====== INFORMATION SHOWN ======

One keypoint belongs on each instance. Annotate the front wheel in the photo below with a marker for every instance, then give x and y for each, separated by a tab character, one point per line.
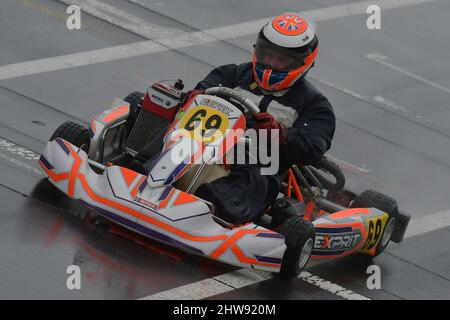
299	238
374	199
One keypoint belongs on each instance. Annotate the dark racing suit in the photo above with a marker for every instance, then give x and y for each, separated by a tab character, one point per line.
309	117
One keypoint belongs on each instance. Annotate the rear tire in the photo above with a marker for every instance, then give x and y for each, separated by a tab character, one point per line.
375	199
299	238
74	133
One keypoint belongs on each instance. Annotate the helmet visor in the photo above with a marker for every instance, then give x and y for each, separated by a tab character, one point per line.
276	57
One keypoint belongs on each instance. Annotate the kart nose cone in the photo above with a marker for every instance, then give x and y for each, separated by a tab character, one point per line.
306	253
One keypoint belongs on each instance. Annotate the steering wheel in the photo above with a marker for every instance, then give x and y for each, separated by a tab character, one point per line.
229	93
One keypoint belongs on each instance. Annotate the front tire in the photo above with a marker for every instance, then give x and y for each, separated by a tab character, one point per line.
299	238
375	199
74	133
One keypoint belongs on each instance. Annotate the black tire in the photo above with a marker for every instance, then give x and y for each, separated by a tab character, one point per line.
74	133
375	199
135	100
299	238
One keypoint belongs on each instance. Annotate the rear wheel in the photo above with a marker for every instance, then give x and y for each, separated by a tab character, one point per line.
299	238
375	199
74	133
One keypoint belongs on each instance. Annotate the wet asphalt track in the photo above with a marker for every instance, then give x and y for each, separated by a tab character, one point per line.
393	135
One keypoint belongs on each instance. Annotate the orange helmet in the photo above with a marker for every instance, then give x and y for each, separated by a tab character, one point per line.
284	51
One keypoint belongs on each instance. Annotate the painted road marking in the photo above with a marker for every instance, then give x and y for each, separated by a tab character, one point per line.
182	40
379	58
428	223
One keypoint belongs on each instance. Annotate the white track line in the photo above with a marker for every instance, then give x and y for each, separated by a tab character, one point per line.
379	58
182	40
428	223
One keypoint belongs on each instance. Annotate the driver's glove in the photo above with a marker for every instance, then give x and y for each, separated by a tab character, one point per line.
265	121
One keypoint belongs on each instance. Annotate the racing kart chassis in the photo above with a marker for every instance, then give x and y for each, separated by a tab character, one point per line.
314	218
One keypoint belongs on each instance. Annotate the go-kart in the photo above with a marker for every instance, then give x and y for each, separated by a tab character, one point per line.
314	217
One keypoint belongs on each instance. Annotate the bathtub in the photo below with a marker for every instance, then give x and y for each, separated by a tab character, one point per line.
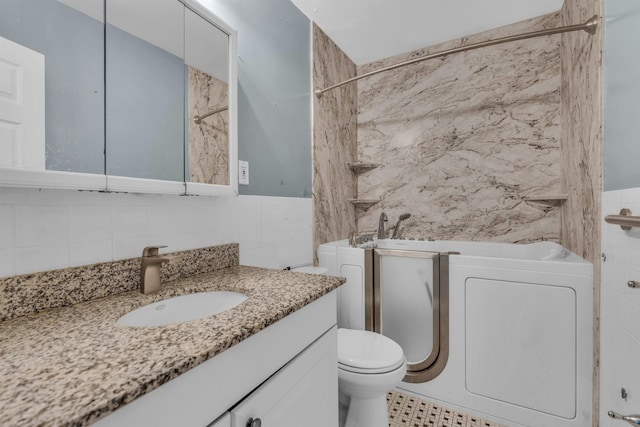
507	328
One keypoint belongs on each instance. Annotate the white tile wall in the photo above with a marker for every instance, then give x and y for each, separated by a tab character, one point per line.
50	229
620	311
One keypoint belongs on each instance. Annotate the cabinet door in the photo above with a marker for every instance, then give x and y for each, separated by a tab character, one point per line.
303	392
223	421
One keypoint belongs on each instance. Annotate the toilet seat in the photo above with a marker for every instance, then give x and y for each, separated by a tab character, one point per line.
367	352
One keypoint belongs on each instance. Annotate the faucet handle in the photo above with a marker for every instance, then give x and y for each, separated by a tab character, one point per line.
152	250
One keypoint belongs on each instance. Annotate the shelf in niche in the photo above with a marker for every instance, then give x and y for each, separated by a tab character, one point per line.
363	203
549	198
360	167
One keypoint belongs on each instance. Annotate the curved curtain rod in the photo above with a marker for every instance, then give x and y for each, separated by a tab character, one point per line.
589	26
198	119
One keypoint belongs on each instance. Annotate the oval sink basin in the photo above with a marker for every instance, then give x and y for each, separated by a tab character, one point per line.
182	309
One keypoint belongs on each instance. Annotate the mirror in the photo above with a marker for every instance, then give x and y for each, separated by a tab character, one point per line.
166	121
52	86
145	85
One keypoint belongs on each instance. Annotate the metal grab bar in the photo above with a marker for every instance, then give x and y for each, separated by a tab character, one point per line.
634	420
624	219
198	119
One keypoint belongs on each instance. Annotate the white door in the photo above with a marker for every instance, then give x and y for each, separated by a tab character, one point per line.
21	107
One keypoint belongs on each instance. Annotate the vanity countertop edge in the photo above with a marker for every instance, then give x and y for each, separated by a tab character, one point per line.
72	365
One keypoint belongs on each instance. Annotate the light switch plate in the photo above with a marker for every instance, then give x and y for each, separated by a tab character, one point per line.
243	172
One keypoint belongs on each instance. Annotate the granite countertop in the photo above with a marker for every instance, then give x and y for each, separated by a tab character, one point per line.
72	365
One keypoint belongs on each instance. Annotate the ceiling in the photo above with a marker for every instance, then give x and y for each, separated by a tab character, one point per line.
370	30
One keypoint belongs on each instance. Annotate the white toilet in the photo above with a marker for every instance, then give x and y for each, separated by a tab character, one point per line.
369	365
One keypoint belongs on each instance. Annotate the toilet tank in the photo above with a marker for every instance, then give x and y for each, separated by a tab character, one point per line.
344	261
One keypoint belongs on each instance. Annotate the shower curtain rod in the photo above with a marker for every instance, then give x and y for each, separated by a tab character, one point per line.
589	26
198	119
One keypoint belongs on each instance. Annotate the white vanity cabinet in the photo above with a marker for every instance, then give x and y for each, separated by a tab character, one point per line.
303	393
285	375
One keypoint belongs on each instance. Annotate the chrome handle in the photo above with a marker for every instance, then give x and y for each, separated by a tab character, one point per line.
634	420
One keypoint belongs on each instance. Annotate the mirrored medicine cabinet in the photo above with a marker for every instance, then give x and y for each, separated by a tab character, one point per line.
117	95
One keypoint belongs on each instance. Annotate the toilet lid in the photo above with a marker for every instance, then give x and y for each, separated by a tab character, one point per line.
367	352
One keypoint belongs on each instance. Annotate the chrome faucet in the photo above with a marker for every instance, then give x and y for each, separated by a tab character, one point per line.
397	228
150	268
383	219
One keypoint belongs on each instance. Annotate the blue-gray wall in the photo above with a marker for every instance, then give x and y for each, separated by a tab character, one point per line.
274	85
145	108
621	146
74	85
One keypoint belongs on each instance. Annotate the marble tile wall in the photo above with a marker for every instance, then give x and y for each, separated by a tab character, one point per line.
334	142
462	140
581	70
209	139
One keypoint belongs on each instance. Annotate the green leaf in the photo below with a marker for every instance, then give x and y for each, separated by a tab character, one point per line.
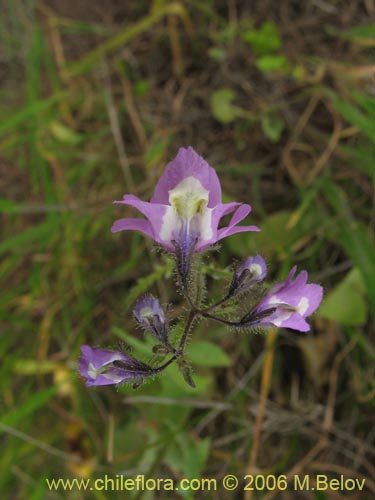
221	105
264	40
346	303
356	239
64	134
272	63
207	354
272	127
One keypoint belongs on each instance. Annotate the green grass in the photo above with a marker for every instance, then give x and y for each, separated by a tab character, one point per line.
181	73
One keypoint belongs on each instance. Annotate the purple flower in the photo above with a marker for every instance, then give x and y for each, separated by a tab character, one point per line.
288	303
185	209
150	316
105	367
254	269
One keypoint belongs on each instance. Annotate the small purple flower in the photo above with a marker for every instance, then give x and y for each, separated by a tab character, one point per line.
251	271
288	303
151	317
185	209
105	367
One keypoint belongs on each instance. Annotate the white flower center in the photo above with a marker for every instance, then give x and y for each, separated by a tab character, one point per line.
303	305
188	198
92	371
256	269
188	211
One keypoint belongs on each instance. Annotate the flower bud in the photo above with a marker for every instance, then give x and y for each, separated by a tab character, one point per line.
151	317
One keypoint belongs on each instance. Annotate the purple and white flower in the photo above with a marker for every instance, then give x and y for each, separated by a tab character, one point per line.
150	316
289	303
105	367
185	209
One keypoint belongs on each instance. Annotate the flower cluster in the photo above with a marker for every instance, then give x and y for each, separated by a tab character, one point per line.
183	217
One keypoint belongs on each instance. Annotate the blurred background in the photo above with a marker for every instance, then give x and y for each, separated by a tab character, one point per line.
96	98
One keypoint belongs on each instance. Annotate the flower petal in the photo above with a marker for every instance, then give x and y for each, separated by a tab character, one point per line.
154	212
237	217
141	225
187	163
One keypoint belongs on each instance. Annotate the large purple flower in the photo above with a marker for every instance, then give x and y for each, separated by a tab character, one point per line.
289	303
105	367
185	209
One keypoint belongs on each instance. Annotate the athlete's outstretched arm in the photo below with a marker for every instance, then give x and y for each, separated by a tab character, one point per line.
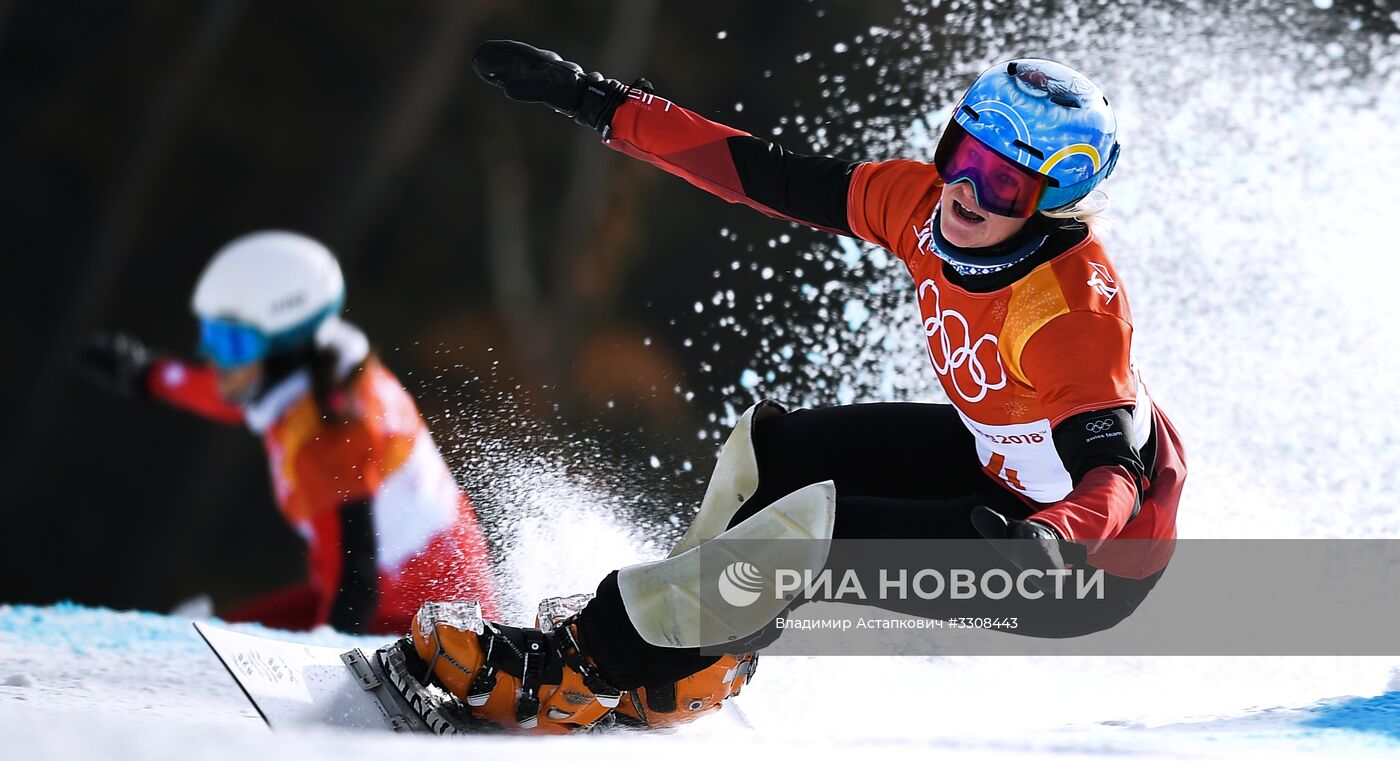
728	162
126	367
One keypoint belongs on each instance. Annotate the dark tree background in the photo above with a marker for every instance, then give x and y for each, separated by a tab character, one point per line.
493	251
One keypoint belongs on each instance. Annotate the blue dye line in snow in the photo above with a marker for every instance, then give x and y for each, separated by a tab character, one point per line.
1378	715
94	630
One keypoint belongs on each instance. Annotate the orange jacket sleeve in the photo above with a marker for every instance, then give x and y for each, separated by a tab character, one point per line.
886	200
192	388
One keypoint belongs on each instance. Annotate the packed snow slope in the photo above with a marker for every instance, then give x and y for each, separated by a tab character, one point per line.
83	683
1252	232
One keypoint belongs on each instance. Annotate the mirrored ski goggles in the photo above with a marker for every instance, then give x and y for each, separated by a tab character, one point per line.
231	343
1001	185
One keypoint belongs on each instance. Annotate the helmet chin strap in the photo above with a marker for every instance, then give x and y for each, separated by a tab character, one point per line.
990	259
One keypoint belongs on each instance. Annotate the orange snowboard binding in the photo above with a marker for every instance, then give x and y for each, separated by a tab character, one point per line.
466	674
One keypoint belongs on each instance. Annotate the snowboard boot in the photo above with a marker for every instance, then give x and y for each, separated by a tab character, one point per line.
462	673
689	698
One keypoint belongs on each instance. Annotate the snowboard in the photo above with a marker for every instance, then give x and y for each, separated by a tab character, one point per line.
291	684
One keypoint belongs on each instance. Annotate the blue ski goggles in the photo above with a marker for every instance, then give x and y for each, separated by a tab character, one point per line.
1001	185
230	344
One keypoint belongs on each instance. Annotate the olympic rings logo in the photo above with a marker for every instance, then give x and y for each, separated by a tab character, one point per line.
961	357
1099	425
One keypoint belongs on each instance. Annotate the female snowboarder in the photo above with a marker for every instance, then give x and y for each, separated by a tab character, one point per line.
353	465
1050	453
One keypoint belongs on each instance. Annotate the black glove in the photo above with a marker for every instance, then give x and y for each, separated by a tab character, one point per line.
116	361
1032	546
535	76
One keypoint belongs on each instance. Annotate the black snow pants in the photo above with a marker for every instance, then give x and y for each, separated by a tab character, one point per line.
902	470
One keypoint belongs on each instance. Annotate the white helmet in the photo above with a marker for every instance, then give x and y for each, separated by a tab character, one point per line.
265	293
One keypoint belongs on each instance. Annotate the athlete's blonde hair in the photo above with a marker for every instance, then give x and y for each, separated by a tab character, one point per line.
1087	211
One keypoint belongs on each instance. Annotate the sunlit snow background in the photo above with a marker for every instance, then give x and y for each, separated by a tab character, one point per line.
1253	235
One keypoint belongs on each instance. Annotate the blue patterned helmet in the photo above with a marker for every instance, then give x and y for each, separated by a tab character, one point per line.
1046	118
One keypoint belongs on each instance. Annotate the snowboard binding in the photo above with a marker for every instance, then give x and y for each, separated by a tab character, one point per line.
458	673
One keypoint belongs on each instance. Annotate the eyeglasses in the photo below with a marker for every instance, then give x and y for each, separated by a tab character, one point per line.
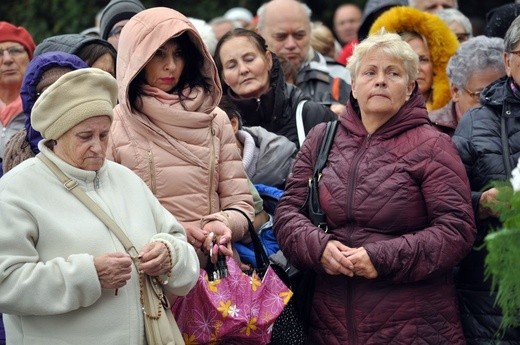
473	94
462	36
115	32
13	51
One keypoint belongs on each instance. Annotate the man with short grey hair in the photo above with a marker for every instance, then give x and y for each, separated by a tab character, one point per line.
286	26
433	6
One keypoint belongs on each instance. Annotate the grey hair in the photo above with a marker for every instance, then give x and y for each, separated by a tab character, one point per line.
261	14
450	15
413	3
474	55
392	45
512	37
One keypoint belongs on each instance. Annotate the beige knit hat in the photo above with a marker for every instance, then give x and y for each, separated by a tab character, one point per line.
73	98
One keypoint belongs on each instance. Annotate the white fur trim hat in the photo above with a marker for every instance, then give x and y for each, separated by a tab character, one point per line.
73	98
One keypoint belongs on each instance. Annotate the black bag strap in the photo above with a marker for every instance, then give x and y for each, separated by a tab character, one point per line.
326	143
262	260
506	155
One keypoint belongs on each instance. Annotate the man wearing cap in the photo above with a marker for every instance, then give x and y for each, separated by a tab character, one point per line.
114	17
66	279
16	50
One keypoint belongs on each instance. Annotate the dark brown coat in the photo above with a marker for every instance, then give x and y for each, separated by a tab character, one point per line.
402	193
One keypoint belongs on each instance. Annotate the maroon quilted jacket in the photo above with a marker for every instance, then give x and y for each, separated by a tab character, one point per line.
402	193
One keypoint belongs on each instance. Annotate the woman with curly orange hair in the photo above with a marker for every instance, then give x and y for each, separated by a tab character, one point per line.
432	40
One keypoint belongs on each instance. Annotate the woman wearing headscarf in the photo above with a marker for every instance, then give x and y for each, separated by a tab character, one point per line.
169	130
16	50
41	72
398	210
65	278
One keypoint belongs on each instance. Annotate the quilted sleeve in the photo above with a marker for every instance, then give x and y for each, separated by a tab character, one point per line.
301	241
451	231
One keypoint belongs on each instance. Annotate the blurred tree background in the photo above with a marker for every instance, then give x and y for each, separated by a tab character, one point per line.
45	18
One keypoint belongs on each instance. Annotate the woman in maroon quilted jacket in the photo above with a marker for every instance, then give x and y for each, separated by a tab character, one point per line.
398	208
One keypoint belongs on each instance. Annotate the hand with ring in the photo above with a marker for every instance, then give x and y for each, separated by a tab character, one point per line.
218	240
154	259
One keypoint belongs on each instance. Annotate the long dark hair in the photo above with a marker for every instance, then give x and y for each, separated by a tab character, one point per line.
93	50
255	38
191	75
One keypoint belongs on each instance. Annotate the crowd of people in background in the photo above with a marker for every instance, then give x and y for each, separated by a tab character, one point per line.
167	121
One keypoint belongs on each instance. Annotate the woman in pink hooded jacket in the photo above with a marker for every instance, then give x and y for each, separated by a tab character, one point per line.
168	129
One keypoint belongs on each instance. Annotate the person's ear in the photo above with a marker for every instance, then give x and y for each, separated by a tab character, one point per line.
235	124
353	88
455	93
269	57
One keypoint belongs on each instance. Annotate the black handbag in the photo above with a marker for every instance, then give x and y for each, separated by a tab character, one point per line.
292	326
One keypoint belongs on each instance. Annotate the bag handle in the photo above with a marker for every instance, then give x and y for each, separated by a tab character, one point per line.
316	215
72	186
299	121
262	260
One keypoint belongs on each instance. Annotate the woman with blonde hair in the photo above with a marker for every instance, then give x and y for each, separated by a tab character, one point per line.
169	130
381	278
434	43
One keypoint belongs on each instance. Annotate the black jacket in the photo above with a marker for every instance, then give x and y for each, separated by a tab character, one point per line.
480	142
276	109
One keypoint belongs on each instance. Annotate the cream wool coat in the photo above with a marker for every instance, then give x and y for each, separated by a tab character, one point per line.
49	289
194	167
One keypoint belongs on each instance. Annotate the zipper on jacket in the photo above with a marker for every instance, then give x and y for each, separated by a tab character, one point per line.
211	166
351	329
96	181
153	186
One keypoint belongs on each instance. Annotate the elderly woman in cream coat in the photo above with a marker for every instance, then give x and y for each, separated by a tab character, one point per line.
64	277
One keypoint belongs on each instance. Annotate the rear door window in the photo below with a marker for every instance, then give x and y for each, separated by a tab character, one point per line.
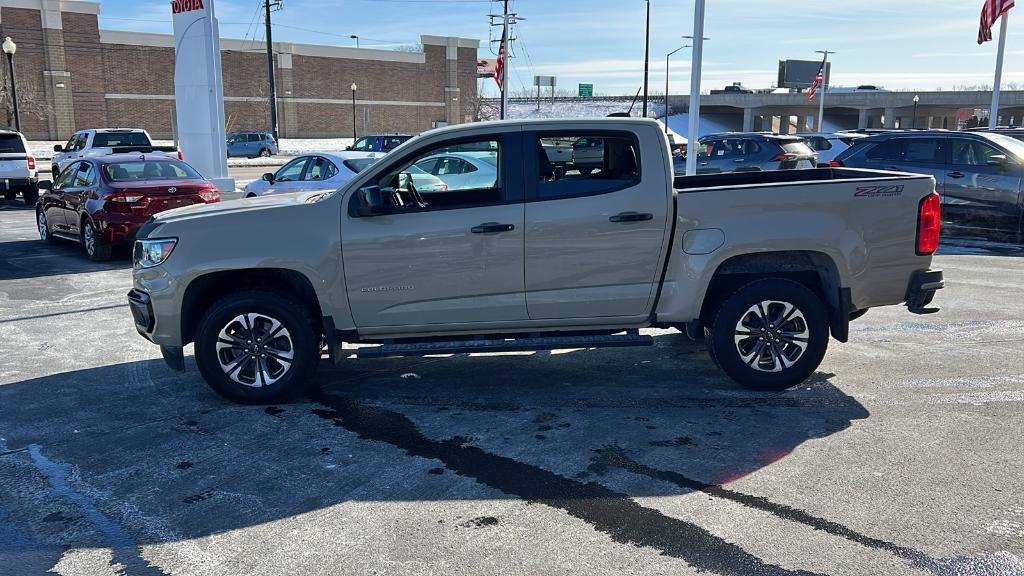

======

# TASK GOAL
Count the lines in the entries above that contain the string "wheel", where uppercase and lowercase letters count as different. Reply with the number only.

# RESPONSE BELOW
3